== Brief ==
Can you rewrite the sail-width thread between "There is a .tif" and "an original sail.", inclusive, with "template" changed to "pattern"?

== Reading passage ==
I am restoring my thirty year old clone, that I built after it was discontinued the first time. Can anyone tell me what the width of the sail is? The plans I downloaded did not have that info, just the lengths of the angled sides, peak, and overall length .

BARGeezer 09-26-2018 02:41 PM

Quote:
Originally Posted by scott_mills
I am restoring my thirty year old clone, that I built after it was discontinued the first time. Can anyone tell me what the width of the sail is? The plans I downloaded did not have that info, just the lengths of the angled sides, peak, and overall length .


Did you download these plans?

http://www.spacemodeling.org/jimz/est1373.htm

There is a .tif file of the sail with dimensions on that page. Print the file to full size and you can measure the width. Or just use it as a template and cut out your sail.

scott_mills 09-26-2018 10:36 PM

Again does anyone know the measurement of the width as it is supposed to be. As measured from an original sail.

BARGeezer 09-27-2018 02:25 AM

1 Attachment(s)
Okay, let's try this again.
PRINT the .tif file below
MEASURE the total length of the sail printout and divide into 24", the actual length. This is your scale factor
MEASURE the width of the sail printout
MULTIPLY that number by the scale factor

It comes out to exactly 3 inches. And I would wager you that if you are lucky enough to find someone with the actual kit, their measurement will be the same.

Joe Wooten 09-27-2018 09:53 AM

Quote:
Originally Posted by BARGeezer
Okay, let's try this again.
PRINT the .tif file below
MEASURE the total length of the sail printout and divide into 24", the actual length. This is your scale factor
MEASURE the width of the sail printout
MULTIPLY that number by the scale factor

It comes out to exactly 3 inches. And I would wager you that if you are lucky enough to find someone with the actual kit, their measurement will be the same.

== Record set ==
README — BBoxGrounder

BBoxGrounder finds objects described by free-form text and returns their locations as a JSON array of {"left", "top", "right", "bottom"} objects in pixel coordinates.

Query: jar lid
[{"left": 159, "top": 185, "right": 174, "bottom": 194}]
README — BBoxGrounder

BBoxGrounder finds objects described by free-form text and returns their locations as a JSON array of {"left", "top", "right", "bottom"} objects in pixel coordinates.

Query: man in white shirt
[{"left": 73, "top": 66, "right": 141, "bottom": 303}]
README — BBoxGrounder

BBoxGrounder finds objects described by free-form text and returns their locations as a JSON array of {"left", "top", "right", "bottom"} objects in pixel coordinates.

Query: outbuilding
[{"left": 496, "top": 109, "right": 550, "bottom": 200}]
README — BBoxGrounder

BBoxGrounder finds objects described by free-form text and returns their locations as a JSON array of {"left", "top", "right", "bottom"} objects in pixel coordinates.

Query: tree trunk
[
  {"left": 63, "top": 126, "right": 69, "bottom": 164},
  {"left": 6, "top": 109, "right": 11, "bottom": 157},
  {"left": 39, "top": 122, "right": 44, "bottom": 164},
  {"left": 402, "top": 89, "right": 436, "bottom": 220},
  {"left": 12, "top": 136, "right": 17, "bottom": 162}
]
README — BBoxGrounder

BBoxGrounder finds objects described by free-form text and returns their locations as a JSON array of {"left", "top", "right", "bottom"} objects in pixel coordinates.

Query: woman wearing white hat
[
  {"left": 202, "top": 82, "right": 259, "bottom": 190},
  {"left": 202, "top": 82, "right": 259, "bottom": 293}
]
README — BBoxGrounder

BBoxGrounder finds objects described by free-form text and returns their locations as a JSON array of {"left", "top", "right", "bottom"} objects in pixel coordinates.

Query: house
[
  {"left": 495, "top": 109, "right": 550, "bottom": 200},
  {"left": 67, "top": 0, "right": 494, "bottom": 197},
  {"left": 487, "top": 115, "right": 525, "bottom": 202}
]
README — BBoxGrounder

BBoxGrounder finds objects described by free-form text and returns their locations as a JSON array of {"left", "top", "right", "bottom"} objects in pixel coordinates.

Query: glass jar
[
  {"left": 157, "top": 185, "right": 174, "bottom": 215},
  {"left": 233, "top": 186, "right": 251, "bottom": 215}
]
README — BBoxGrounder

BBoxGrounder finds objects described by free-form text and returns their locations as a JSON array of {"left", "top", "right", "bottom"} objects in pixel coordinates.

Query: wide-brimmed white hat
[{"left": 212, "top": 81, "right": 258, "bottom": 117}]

== Task result ==
There is a .tif file of the sail with dimensions on that page. Print the file to full size and you can measure the width. Or just use it as a pattern and cut out your sail.

scott_mills 09-26-2018 10:36 PM

Again does anyone know the measurement of the width as it is supposed to be. As measured from an original sail.